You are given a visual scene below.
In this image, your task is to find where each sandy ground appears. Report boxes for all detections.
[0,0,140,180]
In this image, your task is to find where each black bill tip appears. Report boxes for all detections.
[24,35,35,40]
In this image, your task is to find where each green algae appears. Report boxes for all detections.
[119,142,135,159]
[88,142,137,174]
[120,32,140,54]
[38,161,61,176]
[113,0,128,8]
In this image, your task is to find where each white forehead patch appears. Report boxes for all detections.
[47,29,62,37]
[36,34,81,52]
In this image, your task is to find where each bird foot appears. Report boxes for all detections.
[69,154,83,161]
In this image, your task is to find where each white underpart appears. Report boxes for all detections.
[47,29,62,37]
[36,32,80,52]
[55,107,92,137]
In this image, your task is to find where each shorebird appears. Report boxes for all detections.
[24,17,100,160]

--

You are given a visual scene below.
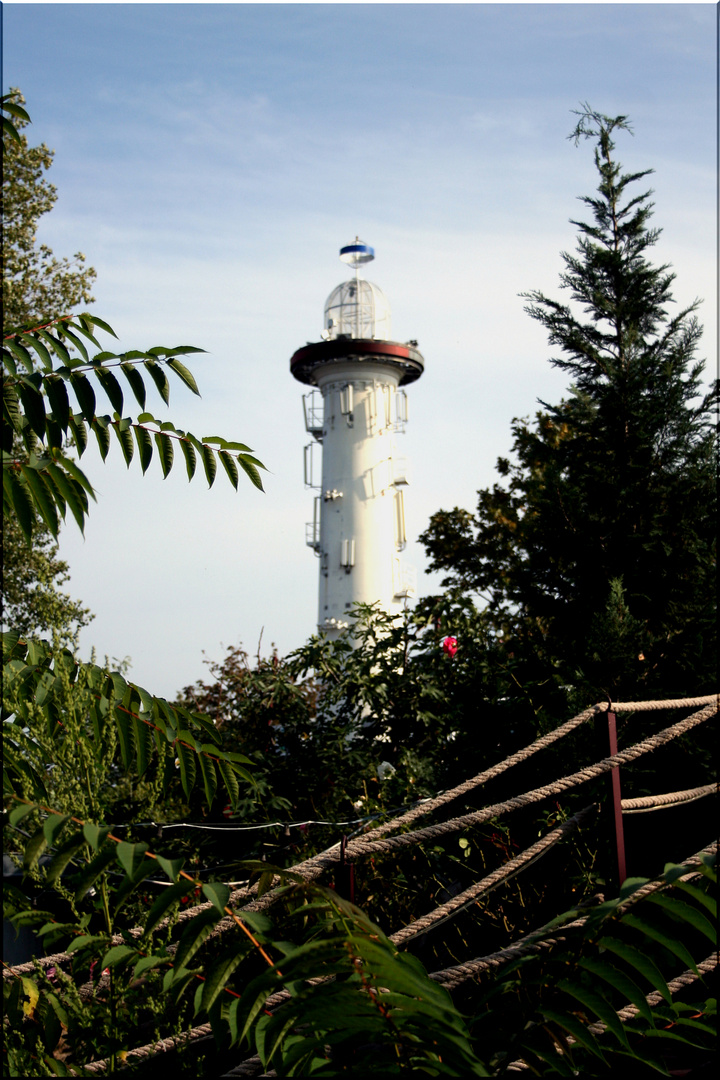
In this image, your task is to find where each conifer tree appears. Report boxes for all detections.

...

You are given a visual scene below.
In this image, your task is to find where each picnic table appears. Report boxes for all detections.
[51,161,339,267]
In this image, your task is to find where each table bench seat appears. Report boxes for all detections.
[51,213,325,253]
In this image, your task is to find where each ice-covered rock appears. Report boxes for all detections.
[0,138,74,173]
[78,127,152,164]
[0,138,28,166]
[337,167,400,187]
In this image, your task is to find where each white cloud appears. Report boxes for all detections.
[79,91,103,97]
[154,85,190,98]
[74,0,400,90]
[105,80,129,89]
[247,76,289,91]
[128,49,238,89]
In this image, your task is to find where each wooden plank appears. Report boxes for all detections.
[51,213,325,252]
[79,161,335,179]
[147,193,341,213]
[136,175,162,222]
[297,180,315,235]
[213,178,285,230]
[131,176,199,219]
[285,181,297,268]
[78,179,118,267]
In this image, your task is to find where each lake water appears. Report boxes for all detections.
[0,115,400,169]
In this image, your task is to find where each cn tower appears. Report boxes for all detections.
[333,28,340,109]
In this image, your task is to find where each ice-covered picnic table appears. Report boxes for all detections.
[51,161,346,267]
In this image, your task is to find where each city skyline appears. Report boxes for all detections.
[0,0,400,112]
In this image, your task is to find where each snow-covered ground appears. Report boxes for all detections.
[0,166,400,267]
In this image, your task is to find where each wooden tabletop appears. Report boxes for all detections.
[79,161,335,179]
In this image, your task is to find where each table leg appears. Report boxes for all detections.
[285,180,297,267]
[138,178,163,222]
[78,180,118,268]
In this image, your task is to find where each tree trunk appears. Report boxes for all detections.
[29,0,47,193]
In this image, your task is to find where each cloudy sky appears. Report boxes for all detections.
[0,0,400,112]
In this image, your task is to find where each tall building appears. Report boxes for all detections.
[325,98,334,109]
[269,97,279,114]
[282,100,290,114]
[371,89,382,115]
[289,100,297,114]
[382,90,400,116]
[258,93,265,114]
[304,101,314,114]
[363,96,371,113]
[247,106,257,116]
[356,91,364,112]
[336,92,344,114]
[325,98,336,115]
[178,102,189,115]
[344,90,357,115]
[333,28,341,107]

SET EXERCISE:
Convert the stretch of material from the line that contains "In this image, your task is to find where each cloudy" through the line that contains "[333,28,341,107]" into a two-column CSV with the header instruction,boxes. Each row should hold one instruction and all the boxes listed after it, with each value in a single quoted field and any line breaks replaced by spaces.

SOLUTION TO THIS TASK:
instruction,boxes
"In this image, your task is to find where each cloudy sky appears. Report boxes for all detections.","[0,0,400,112]"
"In this image, your task is to find where each tall building appears. Report boxes for all detections.","[325,98,334,109] [269,97,279,114] [282,100,290,114] [371,89,382,115] [289,100,297,114] [382,90,400,116] [258,93,265,114] [304,101,314,114] [363,96,371,113] [247,106,257,116] [356,91,364,112] [336,92,344,114] [325,98,336,115] [178,102,189,115] [344,90,357,115] [333,28,341,107]"